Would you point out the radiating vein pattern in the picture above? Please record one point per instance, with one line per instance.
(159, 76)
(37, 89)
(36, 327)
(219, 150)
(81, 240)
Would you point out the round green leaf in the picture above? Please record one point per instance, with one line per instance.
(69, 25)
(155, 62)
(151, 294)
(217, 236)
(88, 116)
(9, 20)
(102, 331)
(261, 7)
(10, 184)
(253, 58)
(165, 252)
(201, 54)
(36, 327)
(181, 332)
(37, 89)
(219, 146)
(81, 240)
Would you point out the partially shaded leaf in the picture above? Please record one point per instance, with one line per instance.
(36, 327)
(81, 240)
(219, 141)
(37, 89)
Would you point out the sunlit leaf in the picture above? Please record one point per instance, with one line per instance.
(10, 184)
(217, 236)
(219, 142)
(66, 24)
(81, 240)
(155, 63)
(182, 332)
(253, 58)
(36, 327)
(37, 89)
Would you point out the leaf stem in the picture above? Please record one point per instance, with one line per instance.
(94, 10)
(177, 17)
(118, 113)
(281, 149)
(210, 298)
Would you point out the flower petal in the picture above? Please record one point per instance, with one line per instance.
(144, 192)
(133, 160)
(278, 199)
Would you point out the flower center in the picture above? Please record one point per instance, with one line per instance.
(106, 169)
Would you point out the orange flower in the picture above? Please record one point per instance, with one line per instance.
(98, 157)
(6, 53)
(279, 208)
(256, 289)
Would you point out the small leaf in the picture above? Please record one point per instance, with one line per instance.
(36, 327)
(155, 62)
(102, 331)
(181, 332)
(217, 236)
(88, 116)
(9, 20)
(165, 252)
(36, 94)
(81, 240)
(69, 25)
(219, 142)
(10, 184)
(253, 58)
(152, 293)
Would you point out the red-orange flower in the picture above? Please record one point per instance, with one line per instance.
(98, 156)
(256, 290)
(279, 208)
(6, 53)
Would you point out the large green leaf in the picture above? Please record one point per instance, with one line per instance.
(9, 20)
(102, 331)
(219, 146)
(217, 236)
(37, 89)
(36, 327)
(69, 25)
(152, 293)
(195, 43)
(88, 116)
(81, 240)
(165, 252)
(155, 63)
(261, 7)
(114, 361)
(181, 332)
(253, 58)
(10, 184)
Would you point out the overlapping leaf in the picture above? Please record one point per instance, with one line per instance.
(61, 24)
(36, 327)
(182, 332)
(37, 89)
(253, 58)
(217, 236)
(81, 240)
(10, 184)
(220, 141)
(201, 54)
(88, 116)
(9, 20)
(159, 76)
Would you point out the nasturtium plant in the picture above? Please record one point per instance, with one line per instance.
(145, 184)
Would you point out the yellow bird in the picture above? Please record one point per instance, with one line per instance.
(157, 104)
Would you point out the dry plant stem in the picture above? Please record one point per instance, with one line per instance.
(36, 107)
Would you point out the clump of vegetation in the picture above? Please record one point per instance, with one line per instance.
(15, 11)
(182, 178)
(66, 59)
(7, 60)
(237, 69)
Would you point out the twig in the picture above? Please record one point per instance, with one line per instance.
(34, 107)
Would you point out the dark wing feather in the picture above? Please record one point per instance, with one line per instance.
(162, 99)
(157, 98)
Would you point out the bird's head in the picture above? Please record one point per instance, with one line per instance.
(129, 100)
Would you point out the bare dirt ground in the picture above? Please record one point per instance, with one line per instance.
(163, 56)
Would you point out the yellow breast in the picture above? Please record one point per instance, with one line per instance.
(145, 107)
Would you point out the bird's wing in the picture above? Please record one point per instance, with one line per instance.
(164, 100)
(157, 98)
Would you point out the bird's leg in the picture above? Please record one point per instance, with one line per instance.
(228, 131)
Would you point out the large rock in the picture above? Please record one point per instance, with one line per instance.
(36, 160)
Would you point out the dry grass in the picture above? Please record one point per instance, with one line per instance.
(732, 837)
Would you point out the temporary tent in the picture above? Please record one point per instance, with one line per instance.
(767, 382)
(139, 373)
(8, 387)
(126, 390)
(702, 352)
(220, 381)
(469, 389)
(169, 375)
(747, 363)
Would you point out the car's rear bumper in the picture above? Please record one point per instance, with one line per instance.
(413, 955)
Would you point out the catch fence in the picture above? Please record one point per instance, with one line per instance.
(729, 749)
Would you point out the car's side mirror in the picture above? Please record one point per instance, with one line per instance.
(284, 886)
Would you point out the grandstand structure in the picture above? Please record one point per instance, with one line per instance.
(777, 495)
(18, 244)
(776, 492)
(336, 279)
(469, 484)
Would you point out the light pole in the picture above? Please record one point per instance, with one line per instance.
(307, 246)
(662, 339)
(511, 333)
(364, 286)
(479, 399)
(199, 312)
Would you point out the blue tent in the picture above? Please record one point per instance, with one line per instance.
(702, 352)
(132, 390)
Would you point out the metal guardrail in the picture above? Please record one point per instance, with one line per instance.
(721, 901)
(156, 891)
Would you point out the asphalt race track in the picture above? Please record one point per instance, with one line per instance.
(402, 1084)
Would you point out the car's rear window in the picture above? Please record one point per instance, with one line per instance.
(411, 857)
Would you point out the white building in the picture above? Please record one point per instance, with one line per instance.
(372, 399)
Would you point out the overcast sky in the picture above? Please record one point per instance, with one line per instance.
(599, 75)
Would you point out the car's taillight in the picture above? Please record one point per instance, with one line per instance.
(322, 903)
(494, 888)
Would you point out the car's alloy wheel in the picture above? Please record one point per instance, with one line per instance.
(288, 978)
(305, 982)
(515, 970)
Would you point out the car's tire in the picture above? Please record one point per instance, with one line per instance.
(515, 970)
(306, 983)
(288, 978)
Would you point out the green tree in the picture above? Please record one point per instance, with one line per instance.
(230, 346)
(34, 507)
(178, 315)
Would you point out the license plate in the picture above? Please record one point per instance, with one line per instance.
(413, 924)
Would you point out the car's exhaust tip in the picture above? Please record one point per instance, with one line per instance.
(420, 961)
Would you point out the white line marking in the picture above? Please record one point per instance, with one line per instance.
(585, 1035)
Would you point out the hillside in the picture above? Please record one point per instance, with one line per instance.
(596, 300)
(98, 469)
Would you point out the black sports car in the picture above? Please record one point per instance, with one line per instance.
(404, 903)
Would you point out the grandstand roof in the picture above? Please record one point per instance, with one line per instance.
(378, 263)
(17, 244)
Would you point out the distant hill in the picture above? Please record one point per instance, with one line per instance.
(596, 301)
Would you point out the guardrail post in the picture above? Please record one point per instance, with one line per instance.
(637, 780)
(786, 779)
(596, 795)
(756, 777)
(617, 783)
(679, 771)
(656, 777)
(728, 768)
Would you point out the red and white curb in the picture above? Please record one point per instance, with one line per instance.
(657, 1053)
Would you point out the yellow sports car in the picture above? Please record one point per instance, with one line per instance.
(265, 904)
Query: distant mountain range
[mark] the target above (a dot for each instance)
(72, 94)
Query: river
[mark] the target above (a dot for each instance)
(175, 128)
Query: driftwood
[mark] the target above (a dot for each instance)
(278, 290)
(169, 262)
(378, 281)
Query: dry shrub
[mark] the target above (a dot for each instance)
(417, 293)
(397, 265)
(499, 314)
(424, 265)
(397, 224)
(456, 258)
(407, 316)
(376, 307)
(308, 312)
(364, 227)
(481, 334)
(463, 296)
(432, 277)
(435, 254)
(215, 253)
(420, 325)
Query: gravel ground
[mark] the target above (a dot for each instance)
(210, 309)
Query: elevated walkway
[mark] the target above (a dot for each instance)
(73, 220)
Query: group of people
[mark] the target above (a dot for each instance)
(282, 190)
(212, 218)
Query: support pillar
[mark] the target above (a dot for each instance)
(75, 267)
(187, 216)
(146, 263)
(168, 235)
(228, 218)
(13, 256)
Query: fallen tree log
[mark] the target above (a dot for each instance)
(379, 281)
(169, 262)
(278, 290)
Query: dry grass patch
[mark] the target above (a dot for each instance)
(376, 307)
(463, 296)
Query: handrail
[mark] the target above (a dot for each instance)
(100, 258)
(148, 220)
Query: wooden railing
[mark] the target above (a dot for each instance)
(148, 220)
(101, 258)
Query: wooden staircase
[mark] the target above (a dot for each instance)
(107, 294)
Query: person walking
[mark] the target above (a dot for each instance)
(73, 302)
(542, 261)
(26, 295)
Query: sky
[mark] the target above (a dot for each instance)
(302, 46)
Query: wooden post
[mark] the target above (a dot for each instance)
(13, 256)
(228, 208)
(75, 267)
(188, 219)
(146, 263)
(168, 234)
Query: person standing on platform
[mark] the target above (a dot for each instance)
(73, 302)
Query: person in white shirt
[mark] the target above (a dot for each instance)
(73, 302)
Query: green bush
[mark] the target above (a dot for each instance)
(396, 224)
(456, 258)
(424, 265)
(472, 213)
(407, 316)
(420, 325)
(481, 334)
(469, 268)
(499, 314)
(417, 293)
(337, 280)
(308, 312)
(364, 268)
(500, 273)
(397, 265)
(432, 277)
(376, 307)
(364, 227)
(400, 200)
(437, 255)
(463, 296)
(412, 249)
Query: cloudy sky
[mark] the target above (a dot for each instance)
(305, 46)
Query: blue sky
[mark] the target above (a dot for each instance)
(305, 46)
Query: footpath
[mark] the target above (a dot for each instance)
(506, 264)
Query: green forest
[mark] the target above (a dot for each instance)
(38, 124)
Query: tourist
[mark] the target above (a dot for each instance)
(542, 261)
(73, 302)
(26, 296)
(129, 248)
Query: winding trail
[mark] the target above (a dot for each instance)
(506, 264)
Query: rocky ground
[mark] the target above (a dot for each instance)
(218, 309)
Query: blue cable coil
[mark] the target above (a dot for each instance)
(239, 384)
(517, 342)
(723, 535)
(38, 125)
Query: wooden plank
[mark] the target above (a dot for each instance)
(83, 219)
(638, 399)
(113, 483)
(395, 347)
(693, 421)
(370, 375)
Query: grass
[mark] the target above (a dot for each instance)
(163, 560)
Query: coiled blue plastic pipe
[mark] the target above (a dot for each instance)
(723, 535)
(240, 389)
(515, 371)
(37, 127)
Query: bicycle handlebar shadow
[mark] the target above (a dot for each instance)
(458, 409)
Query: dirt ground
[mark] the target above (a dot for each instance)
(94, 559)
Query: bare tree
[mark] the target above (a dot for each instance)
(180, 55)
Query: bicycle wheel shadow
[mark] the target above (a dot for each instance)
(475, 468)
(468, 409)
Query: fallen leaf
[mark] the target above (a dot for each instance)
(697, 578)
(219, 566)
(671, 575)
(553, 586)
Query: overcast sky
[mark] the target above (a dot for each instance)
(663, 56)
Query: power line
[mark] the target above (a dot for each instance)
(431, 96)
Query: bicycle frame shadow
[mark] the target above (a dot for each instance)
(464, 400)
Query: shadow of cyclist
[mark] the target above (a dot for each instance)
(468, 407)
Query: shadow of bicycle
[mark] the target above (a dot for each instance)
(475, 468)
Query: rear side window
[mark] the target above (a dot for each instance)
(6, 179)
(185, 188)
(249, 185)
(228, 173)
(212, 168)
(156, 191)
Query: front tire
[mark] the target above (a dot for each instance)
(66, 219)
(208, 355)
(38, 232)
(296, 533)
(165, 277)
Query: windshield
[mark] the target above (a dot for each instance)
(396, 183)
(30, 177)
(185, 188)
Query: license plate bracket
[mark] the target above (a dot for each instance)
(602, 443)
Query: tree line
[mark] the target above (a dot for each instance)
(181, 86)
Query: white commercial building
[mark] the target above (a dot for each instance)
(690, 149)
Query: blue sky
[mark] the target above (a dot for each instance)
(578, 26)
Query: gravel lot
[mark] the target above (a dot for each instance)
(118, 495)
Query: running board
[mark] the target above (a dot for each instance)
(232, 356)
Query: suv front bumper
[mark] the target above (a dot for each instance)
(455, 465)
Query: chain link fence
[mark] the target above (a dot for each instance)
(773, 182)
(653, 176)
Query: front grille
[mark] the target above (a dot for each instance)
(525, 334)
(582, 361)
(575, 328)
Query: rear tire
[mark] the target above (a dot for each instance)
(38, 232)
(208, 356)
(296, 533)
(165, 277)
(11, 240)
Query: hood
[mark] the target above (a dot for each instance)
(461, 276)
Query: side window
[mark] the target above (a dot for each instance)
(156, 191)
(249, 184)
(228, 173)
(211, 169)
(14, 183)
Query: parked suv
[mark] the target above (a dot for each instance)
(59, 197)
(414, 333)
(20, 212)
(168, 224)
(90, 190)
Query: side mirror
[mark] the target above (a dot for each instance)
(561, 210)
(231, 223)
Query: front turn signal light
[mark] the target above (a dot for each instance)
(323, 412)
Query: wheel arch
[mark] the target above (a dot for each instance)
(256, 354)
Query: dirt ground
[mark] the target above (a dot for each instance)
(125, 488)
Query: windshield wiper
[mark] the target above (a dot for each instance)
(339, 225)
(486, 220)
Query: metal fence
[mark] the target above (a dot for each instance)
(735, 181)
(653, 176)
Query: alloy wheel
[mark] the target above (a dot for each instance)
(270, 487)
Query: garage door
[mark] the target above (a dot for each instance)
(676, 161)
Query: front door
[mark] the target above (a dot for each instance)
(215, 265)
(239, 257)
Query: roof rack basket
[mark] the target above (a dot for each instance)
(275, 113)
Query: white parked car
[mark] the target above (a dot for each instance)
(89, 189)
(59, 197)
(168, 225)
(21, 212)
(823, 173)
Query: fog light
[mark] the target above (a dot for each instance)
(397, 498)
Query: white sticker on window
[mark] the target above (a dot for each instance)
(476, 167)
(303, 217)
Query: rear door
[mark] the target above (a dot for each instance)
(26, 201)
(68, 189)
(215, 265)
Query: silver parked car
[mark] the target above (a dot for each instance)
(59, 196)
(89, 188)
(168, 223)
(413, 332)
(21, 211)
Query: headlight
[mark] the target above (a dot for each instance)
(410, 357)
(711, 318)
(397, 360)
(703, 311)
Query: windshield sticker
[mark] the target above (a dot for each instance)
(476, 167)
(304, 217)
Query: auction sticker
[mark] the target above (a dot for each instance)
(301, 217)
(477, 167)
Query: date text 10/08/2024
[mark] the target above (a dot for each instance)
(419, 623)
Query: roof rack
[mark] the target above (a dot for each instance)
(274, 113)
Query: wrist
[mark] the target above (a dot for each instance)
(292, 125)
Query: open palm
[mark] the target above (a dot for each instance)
====================
▸ Task to carry out: From the listing above, collect each line in which the string "bicycle" appears.

▸ Solution for this problem:
Query: bicycle handlebar shadow
Query: bicycle wheel shadow
Query: bicycle frame shadow
Query: shadow of bicycle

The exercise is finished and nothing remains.